_Data for processing:_
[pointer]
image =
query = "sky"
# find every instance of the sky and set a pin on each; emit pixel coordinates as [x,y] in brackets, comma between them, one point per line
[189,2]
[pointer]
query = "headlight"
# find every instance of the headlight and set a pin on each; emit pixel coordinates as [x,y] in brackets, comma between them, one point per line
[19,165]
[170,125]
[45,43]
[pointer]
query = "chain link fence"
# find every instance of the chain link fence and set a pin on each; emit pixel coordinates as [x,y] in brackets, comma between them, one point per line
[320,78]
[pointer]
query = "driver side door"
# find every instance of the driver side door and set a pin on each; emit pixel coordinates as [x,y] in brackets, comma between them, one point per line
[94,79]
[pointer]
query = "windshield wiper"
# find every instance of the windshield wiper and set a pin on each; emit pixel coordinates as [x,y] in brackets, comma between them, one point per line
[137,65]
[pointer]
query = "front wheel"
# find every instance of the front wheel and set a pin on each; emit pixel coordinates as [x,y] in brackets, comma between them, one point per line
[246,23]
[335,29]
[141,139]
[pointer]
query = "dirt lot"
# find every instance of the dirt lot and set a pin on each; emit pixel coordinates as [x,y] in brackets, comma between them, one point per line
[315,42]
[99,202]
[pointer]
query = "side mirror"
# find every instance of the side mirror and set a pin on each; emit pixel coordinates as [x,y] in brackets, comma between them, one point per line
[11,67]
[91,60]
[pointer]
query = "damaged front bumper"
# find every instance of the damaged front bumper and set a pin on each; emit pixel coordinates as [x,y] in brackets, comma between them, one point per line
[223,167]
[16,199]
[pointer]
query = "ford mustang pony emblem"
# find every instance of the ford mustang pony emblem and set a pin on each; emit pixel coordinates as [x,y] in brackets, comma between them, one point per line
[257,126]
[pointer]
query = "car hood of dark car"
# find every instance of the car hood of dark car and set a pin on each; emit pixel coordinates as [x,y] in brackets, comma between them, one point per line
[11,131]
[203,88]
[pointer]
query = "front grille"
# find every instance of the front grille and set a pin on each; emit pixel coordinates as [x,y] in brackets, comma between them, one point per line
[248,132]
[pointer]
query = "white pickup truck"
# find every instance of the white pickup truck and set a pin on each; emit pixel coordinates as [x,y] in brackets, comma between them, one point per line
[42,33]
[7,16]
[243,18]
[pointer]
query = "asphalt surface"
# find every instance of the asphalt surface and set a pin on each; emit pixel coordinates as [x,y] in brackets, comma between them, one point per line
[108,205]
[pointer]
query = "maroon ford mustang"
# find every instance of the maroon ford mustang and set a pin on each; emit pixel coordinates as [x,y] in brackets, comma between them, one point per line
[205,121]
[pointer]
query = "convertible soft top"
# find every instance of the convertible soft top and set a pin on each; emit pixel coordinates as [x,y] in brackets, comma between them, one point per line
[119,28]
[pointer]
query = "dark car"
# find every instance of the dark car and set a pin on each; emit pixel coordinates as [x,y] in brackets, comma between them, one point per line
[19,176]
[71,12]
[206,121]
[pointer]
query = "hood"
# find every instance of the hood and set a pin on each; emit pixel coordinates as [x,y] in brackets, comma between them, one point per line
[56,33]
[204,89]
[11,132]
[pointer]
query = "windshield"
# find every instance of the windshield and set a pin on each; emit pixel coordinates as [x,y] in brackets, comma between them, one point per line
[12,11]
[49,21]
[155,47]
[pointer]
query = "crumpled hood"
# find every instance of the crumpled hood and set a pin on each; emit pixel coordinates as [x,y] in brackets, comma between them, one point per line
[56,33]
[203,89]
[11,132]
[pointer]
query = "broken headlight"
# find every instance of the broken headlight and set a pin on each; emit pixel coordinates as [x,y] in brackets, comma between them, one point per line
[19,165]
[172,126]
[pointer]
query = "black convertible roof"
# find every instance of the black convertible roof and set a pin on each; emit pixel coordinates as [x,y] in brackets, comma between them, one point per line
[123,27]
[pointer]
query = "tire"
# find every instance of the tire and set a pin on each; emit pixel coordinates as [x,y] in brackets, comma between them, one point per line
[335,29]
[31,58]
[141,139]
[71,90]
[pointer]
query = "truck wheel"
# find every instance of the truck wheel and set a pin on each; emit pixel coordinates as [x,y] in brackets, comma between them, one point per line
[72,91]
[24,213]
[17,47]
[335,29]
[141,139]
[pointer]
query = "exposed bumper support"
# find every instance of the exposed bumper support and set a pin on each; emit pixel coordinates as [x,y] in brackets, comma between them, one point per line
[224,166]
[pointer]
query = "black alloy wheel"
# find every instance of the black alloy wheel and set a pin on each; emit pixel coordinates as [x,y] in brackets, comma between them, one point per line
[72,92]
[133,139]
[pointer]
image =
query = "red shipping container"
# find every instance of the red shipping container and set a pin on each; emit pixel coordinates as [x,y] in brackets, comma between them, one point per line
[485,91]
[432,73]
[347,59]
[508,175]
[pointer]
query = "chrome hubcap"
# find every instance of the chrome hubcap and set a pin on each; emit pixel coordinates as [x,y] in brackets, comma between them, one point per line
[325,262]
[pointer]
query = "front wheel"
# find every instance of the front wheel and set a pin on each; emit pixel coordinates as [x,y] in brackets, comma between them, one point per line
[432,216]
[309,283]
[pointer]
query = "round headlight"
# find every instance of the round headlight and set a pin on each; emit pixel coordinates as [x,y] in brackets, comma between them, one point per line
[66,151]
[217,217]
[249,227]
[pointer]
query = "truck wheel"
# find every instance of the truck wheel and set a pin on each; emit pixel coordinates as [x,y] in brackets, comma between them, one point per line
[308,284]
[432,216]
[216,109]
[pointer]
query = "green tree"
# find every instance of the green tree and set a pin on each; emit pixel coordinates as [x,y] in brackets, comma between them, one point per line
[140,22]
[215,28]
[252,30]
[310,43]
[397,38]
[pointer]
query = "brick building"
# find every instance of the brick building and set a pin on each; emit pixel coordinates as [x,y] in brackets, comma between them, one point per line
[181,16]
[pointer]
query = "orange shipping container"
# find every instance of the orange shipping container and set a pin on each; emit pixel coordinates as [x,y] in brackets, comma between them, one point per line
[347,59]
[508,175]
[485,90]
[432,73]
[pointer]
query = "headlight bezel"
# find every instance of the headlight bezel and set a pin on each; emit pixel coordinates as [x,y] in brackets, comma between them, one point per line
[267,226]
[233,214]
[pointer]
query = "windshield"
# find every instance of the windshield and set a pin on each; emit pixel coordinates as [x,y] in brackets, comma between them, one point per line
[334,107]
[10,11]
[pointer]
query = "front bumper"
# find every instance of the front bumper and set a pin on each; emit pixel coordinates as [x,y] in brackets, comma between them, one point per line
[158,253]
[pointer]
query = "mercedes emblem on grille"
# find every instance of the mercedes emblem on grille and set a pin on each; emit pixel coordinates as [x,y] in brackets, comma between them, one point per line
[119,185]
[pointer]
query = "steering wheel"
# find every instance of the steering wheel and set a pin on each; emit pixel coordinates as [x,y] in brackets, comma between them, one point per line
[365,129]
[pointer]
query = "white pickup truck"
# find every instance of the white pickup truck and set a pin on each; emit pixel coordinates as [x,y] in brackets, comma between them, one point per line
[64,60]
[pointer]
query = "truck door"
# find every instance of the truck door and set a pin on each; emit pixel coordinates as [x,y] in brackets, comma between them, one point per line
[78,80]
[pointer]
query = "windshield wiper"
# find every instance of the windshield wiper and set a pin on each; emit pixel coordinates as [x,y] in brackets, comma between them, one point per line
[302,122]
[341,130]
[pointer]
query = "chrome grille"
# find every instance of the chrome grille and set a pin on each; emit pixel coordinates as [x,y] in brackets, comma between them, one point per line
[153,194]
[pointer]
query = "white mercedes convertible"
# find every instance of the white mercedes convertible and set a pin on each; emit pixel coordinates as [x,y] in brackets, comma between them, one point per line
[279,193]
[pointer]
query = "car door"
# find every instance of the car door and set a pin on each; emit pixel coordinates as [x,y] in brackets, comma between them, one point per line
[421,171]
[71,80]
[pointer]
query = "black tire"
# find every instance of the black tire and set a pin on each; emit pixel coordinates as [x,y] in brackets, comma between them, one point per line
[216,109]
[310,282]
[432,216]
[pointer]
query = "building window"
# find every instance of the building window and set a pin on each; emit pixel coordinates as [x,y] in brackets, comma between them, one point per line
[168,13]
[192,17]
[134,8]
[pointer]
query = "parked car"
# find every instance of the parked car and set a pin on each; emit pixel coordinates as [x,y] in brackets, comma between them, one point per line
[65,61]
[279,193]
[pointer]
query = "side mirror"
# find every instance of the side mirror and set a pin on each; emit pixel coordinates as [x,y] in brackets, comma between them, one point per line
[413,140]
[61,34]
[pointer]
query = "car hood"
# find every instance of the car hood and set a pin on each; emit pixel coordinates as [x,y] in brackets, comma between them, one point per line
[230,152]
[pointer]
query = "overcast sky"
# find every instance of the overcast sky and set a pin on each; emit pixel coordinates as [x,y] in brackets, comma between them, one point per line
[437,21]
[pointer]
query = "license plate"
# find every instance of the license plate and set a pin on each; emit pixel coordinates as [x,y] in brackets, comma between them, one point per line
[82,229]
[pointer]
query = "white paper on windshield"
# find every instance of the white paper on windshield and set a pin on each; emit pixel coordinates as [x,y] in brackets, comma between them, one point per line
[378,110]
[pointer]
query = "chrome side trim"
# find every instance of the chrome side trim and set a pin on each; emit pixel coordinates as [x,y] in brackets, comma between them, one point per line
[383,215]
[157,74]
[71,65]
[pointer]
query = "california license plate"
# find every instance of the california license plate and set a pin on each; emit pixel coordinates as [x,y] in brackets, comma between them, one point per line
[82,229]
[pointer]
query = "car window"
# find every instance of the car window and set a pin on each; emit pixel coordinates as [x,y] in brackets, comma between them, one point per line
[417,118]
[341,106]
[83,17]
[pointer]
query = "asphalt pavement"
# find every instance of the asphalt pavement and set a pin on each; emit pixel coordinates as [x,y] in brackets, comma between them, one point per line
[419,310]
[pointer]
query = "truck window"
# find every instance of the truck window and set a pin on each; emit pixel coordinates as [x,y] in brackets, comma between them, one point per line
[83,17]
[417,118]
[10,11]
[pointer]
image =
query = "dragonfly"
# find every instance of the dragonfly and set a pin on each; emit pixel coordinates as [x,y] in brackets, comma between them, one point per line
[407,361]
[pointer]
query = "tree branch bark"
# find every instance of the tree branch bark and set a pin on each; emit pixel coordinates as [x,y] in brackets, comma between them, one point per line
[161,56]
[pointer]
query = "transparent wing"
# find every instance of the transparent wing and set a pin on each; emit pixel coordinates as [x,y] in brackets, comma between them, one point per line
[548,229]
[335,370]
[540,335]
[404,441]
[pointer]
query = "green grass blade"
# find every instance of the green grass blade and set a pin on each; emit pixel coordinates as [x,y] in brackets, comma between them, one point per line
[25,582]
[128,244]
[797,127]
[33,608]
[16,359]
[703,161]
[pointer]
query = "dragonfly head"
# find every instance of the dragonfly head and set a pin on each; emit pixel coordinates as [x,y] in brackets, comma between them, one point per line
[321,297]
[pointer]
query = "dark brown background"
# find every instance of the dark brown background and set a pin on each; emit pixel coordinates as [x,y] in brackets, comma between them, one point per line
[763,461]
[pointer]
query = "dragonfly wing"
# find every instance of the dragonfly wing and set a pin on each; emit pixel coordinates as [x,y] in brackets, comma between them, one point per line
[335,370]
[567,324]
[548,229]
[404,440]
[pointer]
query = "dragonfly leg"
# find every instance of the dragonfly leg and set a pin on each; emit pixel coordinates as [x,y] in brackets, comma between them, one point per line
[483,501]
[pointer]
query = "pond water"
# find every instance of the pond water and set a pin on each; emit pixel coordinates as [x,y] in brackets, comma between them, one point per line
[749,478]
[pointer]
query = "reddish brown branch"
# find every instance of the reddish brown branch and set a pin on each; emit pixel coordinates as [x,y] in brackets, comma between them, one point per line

_What you need to do:_
Pull out each line of the records above that contains the string "soft", treating uppercase and lowercase as different.

_Output:_
query = "convertible soft top"
# find every instance of the convertible soft top and set a pin on each; emit pixel coordinates as [x,y] in brackets, comma between them, one point per line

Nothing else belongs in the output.